**Problem:**
Exactly the lines from the opening of the records through the line containing "positive clicks: (70, 20)" should be copied, with both included.
*** Data to examine ***
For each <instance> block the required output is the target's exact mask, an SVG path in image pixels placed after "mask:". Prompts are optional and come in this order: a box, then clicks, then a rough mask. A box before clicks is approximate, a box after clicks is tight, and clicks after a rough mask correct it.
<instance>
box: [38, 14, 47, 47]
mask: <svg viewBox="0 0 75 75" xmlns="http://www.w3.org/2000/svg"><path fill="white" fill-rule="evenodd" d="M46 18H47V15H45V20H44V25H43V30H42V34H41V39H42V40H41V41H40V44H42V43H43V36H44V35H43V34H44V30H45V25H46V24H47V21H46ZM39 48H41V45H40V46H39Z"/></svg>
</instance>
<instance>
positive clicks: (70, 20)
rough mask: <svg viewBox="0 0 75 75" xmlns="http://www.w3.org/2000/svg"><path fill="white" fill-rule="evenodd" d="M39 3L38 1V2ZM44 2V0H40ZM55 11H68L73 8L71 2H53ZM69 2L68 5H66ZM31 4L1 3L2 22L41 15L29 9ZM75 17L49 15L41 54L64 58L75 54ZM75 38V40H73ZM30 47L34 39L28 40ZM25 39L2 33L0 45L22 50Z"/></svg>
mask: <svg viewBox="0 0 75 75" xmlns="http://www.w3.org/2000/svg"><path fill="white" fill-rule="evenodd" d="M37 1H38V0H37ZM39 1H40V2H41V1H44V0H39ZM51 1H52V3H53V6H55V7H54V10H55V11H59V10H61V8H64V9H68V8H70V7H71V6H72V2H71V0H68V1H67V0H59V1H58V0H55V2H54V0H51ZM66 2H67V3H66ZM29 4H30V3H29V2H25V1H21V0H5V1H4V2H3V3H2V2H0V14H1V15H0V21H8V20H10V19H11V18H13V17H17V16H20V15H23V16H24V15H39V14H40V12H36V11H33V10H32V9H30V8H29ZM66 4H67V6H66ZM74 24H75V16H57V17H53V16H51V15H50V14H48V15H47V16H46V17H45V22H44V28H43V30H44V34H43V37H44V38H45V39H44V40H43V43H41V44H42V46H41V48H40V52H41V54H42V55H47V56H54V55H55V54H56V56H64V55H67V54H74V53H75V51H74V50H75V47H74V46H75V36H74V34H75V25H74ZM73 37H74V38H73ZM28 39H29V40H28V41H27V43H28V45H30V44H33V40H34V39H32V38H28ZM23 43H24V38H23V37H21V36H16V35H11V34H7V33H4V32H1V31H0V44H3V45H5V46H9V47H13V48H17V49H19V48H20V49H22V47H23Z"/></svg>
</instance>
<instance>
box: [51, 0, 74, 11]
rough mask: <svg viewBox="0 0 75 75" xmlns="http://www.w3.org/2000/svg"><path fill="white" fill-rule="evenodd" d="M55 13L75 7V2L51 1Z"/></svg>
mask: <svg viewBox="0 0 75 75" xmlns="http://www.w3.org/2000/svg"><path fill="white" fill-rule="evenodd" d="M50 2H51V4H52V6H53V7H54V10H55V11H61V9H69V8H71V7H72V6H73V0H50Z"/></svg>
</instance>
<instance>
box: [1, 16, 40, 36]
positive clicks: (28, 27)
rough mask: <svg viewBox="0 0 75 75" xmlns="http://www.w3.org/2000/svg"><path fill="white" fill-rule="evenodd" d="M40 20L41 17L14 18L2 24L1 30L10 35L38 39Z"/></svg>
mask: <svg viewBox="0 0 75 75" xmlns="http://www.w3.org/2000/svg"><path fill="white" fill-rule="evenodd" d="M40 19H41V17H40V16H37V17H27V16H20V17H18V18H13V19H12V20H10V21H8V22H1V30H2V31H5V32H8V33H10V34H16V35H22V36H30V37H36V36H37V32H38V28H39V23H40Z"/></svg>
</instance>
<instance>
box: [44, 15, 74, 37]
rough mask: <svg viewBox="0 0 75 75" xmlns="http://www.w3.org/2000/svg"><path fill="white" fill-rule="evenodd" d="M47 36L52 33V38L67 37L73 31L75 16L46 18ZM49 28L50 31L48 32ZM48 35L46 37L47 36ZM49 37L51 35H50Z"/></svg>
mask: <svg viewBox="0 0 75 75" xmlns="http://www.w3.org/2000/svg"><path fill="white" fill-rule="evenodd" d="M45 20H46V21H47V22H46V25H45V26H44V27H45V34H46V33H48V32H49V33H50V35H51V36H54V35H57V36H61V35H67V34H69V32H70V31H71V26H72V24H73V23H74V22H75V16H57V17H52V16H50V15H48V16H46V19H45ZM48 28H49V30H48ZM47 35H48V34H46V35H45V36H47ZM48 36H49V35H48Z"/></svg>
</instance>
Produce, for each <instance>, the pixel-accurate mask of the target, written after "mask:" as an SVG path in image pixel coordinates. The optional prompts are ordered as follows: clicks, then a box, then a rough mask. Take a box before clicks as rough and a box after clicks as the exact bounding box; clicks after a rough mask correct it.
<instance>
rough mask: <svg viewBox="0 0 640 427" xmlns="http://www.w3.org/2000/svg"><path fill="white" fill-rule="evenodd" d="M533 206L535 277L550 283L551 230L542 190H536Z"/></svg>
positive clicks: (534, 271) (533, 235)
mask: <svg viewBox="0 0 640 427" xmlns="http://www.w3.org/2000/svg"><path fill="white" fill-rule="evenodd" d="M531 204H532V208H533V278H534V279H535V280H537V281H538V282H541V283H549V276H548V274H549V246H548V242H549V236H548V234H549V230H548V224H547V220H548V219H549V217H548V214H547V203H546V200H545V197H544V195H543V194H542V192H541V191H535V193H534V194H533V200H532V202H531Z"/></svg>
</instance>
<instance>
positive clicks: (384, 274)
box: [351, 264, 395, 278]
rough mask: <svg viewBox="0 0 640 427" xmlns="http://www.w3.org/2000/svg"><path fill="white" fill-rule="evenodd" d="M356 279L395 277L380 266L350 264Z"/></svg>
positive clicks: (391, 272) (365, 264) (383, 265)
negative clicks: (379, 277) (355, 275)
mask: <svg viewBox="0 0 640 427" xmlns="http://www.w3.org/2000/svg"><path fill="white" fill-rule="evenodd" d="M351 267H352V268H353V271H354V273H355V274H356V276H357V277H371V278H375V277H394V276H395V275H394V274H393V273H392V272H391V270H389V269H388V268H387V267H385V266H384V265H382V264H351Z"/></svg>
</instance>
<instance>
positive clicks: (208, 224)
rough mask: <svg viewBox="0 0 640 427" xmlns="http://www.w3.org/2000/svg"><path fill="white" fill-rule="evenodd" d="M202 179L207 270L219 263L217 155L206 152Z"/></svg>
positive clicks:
*** End of Data to examine ***
**The answer:**
For each <instance> block the required output is the target's exact mask, an SVG path in image pixels placed after "mask:". Prompts are optional and come in this order: a box, then clicks, then a rough mask. A box before clicks is approximate, a box after clicks is tight, and clicks after a rough mask correct it.
<instance>
box: [38, 14, 47, 47]
mask: <svg viewBox="0 0 75 75" xmlns="http://www.w3.org/2000/svg"><path fill="white" fill-rule="evenodd" d="M46 18H47V15H45V20H44V25H43V30H42V34H41V39H42V40H41V41H40V44H42V43H43V36H44V35H43V34H44V30H45V25H46V24H47V21H46ZM39 48H41V45H40V46H39Z"/></svg>
</instance>
<instance>
positive clicks: (70, 20)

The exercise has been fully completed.